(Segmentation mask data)
╭──
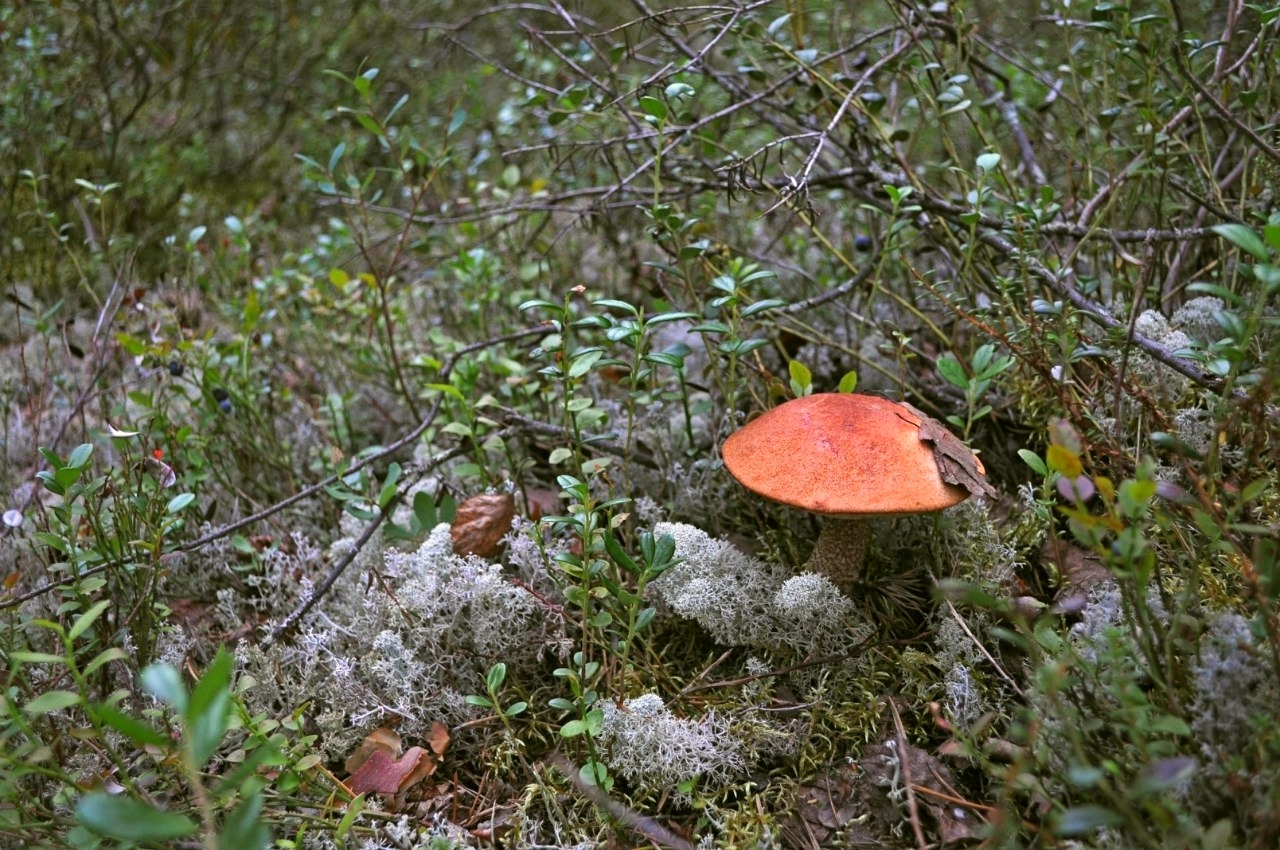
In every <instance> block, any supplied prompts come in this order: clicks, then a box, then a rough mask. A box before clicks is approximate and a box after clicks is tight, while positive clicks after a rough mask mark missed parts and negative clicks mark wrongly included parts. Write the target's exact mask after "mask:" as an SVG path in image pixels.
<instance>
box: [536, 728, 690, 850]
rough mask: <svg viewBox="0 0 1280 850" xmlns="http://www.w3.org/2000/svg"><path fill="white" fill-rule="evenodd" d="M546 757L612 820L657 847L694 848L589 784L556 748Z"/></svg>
mask: <svg viewBox="0 0 1280 850" xmlns="http://www.w3.org/2000/svg"><path fill="white" fill-rule="evenodd" d="M547 760H548V762H550V763H552V764H554V766H556V769H558V771H559V772H561V773H563V774H564V778H567V780H568V781H570V782H572V783H573V787H575V789H577V791H579V794H581V795H582V796H585V798H586V799H588V800H590V801H591V803H594V804H595V805H596V806H599V808H602V809H604V810H605V812H608V813H609V817H612V818H613V819H614V821H617V822H618V823H621V824H622V826H625V827H627V828H628V830H631V831H634V832H639V833H640V835H643V836H644V837H645V838H646V840H649V841H652V842H654V844H655V845H658V846H659V847H672V849H673V850H694V844H692V842H691V841H689V840H687V838H682V837H681V836H678V835H676V833H675V832H672V831H671V830H668V828H667V827H664V826H662V824H660V823H658V822H657V821H654V819H653V818H650V817H646V815H644V814H640V813H639V812H636V810H634V809H628V808H627V806H625V805H622V804H621V803H618V801H617V800H614V799H613V798H611V796H609V795H608V794H605V792H604V791H602V790H600V789H598V787H596V786H594V785H588V783H586V782H584V781H582V777H581V776H580V772H579V769H577V767H576V766H575V764H573V763H572V762H570V760H568V758H566V757H564V754H563V753H561V751H559V750H557V751H554V753H552V754H550V755H549V757H547Z"/></svg>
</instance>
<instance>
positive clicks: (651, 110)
mask: <svg viewBox="0 0 1280 850" xmlns="http://www.w3.org/2000/svg"><path fill="white" fill-rule="evenodd" d="M640 109H641V110H643V111H644V114H645V115H649V116H650V118H654V119H657V120H659V122H664V120H667V105H666V104H664V102H662V101H660V100H658V99H657V97H650V96H648V95H645V96H644V97H641V99H640Z"/></svg>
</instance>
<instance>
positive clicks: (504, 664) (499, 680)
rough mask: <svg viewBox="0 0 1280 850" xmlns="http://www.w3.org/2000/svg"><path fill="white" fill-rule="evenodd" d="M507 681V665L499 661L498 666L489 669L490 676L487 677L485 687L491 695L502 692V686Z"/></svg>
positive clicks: (495, 664)
mask: <svg viewBox="0 0 1280 850" xmlns="http://www.w3.org/2000/svg"><path fill="white" fill-rule="evenodd" d="M506 680H507V664H506V663H503V662H500V661H499V662H498V663H497V664H494V666H493V667H490V668H489V675H488V676H485V687H488V689H489V693H492V694H493V693H497V691H499V690H502V684H503V682H504V681H506Z"/></svg>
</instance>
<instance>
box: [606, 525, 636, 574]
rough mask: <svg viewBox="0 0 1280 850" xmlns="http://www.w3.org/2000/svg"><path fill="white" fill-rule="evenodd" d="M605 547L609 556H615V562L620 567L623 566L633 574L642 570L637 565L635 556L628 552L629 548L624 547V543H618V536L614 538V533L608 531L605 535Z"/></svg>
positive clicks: (623, 567)
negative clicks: (613, 535)
mask: <svg viewBox="0 0 1280 850" xmlns="http://www.w3.org/2000/svg"><path fill="white" fill-rule="evenodd" d="M604 548H605V550H608V553H609V557H611V558H613V563H616V565H618V566H620V567H622V568H623V570H626V571H627V572H630V573H632V575H636V573H639V572H640V570H639V567H636V562H635V558H632V557H631V556H630V554H627V550H626V549H623V548H622V544H621V543H618V540H617V538H614V536H613V534H609V533H607V534H605V535H604Z"/></svg>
╰──
HOW TO COMPLETE THIS TASK: Could you rewrite every item above with "rough mask" replaced by "coarse mask" and everything else left as it is, leaving out the pictures?

TASK RESPONSE:
In every <instance> block, any supplied prompts come in this order: clicks, then a box, then a coarse mask. A box before clicks is approximate and a box after clicks is tight, while positive clicks after a coarse mask mark missed parts and negative clicks mark wrongly included parts. Write the target's exact mask after "mask:" as an SVG path in image pixels.
<instance>
box: [536, 728, 690, 850]
coarse mask: <svg viewBox="0 0 1280 850" xmlns="http://www.w3.org/2000/svg"><path fill="white" fill-rule="evenodd" d="M546 757L612 820L657 847L694 848L589 784L556 748Z"/></svg>
mask: <svg viewBox="0 0 1280 850" xmlns="http://www.w3.org/2000/svg"><path fill="white" fill-rule="evenodd" d="M547 760H548V762H550V763H552V764H554V766H556V769H558V771H559V772H561V773H563V774H564V778H567V780H568V781H570V782H572V783H573V787H575V789H577V791H579V794H581V795H582V796H585V798H586V799H588V800H590V801H591V803H594V804H595V805H596V806H599V808H602V809H604V810H605V812H608V813H609V817H612V818H613V819H614V821H617V822H618V823H621V824H622V826H625V827H627V828H628V830H631V831H634V832H639V833H640V835H643V836H644V837H645V838H646V840H649V841H652V842H654V844H655V845H658V846H659V847H672V849H673V850H694V844H692V842H691V841H689V840H687V838H682V837H681V836H678V835H676V833H675V832H672V831H671V830H668V828H667V827H664V826H662V824H660V823H658V822H657V821H654V819H653V818H650V817H646V815H644V814H640V813H639V812H636V810H634V809H628V808H627V806H625V805H622V804H621V803H618V801H617V800H614V799H613V798H611V796H609V795H608V794H605V792H604V791H602V790H600V789H598V787H596V786H594V785H588V783H586V782H584V781H582V777H581V776H580V772H579V769H577V767H576V766H575V764H573V763H572V762H570V760H568V758H566V757H564V754H563V753H561V751H559V750H557V751H554V753H552V754H550V755H549V757H547Z"/></svg>
</instance>
<instance>
positive clicks: (651, 110)
mask: <svg viewBox="0 0 1280 850" xmlns="http://www.w3.org/2000/svg"><path fill="white" fill-rule="evenodd" d="M640 109H641V110H643V111H644V114H645V115H649V116H650V118H654V119H657V120H659V122H664V120H667V105H666V104H664V102H662V101H660V100H658V99H657V97H650V96H648V95H645V96H644V97H641V99H640Z"/></svg>
</instance>
<instance>
positive clicks: (504, 664) (499, 680)
coarse mask: <svg viewBox="0 0 1280 850" xmlns="http://www.w3.org/2000/svg"><path fill="white" fill-rule="evenodd" d="M507 681V665L499 661L498 666L489 669L490 676L487 677L485 687L491 695L502 692V686Z"/></svg>
positive clicks: (495, 664)
mask: <svg viewBox="0 0 1280 850" xmlns="http://www.w3.org/2000/svg"><path fill="white" fill-rule="evenodd" d="M506 680H507V664H506V663H503V662H500V661H499V662H498V663H497V664H494V666H493V667H490V668H489V675H488V676H485V687H488V689H489V693H492V694H493V693H497V691H499V690H502V684H503V682H504V681H506Z"/></svg>
</instance>
<instance>
box: [606, 525, 636, 574]
coarse mask: <svg viewBox="0 0 1280 850" xmlns="http://www.w3.org/2000/svg"><path fill="white" fill-rule="evenodd" d="M605 547L609 556H615V562L620 567L623 566L633 574L642 570L637 565L635 556L628 552L629 548L624 547V543H618V536L614 538V533L608 531L605 535Z"/></svg>
positive clicks: (623, 567)
negative clicks: (613, 535)
mask: <svg viewBox="0 0 1280 850" xmlns="http://www.w3.org/2000/svg"><path fill="white" fill-rule="evenodd" d="M604 548H605V550H608V553H609V557H611V558H613V563H616V565H618V566H620V567H622V568H623V570H626V571H627V572H630V573H632V575H636V573H639V572H640V570H639V567H636V562H635V558H632V557H631V556H630V554H627V550H626V549H623V548H622V544H621V543H618V540H617V538H614V536H613V534H609V533H607V534H605V535H604Z"/></svg>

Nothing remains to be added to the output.